No sé realmente cuándo comenzó mi admiración por los faros, pero es verdad que ejercen en mí un gran poder de atracción. Y son varios los motivos.
Por su necesaria ubicación
disfrutan del privilegio de tener una visión del mundo grandiosa. Solos, frente
a la inmensidad del océano, cuando uno tiene la posibilidad de visitarlo,
siente aquella majestuosa grandeza del mar hasta más allá del horizonte y al
mismo tiempo, la paz y el sosiego de escuchar sólo el viento y no el oleaje que
se agita debajo de tus pies. Parece un contrasentido que algo tan poderoso como
el mar, se mueva en silencio.
Otro de los aspectos
fundamentales que me gusta de los faros, es precisamente su función práctica:
servir de guía y de alarma a las embarcaciones que navegan mar adentro para indicar
la posición y los peligros. Su luz atraviesa las tinieblas y la oscuridad y
extiende un manto protector sobre los hombres y sus máquinas.
Hablar de faros es casi sinónimo
de hablar de soledad. La imagen del farero solitario, mayoritariamente hombre,
aislado, de trato tosco, casi huraño, de pasado incierto y oscuro futuro, y
poco sociable, creo que es la más arraigada. Casi se diría que es esa soledad
la mejor condena para alguien que se muestra con semejante actitud, no siendo,
por tanto, digno de disfrutar de las ventajas de la vida social.
Pero sin duda, lo que más me
subyuga de un faro es esa sensación de perennidad, de imperturbabilidad, de
mantenerse incólume aún bajo las tormentas más aterradoras.
Tengo grabada una imagen de un
vídeo que encontré por Youtube. Se ve en primer plano un faro, azotado por una
tempestad con olas de 20 o 30 metros. Una monstruosidad solo de verlo. El vídeo
muestra cómo una ola ciclópea, de dimensiones colosales, se estrella contra el
faro, sobrepasándolo tanto en altura como por sus laterales, al tiempo que,
desde la parte posterior, se observa cómo se abre una puerta y una diminuta
figura humana, observa cómo esa ola gigante se ha estrellado contra su faro.
Comparar la inmensidad de esa pared de agua embravecida y la minúscula figura
del hombre, pone los pelos de punta. Y lo que me atrae del faro es esa
fortaleza, esa capacidad de mantenerse en pie a pesar de todos los embates de
las olas.
Hace muchos años andaba yo de
vacaciones por tierras gallegas. Una región ligada a mi infancia. De hecho,
tengo primos por allí. Ese día era el elegido para visitar Finisterre. Escogí
mal día para dejar de fumar.

-----

> **OBJETIVO DEL EJERCICIO**
Responde las siguientes preguntas sobre el texto de los faros:
(a) ¿Qué función práctica cumplen los faros?
(b) ¿Qué altura tenían las olas de la tempestad que aparece en el vídeo?
(c) ¿Qué lugar se eligió visitar aquel día de vacaciones por tierras gallegas?
Para responder, utiliza únicamente el texto.

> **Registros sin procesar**

-----

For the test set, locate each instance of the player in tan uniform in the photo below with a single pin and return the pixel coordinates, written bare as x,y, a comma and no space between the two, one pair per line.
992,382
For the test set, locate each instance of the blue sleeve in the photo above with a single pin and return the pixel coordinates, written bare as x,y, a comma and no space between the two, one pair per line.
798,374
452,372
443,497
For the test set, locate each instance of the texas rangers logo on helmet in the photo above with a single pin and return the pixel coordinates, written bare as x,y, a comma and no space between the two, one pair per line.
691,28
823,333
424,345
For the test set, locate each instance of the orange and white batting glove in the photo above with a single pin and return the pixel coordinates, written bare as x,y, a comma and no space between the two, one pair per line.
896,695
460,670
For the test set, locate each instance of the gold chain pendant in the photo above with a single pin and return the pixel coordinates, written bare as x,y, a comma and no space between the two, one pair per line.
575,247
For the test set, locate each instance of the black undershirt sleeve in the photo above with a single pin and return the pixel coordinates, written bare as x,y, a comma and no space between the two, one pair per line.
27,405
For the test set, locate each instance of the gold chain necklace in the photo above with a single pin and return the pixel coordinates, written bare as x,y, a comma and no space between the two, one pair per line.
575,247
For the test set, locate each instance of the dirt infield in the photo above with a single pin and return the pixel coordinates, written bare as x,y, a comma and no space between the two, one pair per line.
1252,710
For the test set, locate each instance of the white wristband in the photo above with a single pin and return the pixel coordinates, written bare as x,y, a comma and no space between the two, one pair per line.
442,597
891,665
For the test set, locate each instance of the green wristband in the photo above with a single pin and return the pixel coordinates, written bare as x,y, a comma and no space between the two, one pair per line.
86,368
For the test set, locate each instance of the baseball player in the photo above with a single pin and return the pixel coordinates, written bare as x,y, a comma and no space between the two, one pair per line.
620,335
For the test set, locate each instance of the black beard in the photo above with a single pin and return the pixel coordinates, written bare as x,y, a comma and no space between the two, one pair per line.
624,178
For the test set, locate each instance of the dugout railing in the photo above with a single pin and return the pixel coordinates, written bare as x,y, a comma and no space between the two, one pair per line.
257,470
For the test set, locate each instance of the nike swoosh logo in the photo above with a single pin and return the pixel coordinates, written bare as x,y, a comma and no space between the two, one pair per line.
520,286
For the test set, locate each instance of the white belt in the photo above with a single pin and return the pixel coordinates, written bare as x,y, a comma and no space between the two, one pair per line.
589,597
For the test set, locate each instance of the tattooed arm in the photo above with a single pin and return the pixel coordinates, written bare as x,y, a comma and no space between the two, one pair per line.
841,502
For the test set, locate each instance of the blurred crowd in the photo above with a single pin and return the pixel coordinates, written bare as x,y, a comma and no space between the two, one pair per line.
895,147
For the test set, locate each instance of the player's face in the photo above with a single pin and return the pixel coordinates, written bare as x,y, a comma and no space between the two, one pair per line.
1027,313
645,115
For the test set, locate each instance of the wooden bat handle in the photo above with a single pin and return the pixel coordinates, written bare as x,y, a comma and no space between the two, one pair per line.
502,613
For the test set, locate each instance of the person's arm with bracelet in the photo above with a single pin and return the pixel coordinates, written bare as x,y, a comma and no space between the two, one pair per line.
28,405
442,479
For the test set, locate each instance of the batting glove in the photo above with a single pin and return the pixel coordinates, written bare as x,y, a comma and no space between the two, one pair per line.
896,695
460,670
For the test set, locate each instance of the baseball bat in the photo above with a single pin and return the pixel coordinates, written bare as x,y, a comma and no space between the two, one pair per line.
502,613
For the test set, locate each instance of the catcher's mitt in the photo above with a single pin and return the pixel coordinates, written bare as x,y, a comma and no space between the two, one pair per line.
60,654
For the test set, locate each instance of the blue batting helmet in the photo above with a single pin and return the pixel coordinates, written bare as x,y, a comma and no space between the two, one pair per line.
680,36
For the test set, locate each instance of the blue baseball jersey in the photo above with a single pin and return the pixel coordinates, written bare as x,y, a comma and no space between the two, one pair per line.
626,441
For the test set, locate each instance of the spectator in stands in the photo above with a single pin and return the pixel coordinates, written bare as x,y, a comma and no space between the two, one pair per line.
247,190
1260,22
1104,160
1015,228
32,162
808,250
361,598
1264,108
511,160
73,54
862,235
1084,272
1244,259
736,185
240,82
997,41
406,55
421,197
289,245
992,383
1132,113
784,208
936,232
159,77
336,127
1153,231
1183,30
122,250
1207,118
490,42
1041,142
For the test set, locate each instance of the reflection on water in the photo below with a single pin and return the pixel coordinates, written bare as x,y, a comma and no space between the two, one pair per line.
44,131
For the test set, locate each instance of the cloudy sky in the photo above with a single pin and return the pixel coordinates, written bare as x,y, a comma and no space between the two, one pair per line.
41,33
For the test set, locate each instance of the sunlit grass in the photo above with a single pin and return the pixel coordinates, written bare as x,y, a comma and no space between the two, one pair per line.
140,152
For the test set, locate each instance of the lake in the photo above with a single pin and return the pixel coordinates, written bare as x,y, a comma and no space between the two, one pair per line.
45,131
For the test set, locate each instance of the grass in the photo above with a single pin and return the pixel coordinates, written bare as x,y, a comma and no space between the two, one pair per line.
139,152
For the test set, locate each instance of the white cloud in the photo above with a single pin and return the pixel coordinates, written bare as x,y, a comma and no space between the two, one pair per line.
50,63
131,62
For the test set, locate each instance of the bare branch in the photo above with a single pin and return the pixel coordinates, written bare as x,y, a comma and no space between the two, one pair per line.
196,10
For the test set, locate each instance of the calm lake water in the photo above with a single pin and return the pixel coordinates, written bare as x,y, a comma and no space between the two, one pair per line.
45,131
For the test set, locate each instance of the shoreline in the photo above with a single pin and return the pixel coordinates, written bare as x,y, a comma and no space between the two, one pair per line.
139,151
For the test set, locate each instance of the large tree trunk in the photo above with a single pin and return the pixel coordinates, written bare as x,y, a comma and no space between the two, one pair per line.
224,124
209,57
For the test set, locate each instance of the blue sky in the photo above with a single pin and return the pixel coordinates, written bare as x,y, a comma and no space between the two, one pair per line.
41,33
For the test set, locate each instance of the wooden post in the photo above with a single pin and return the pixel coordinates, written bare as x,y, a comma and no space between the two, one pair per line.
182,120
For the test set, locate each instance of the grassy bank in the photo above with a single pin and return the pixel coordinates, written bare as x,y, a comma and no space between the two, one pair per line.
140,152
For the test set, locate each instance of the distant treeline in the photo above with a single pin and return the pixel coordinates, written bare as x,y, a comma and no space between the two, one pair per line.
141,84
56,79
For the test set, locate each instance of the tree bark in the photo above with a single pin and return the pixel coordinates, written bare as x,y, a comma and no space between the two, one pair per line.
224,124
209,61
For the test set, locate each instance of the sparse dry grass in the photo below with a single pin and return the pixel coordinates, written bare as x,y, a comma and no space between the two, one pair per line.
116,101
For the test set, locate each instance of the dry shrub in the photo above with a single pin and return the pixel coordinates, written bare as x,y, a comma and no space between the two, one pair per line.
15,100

-----

> **RESULTADO FINAL**
(a) Sirven de guía y de alarma a las embarcaciones que navegan mar adentro para indicar la posición y los peligros.
(b) Tenían de 20 a 30 metros.
(c) Finisterre.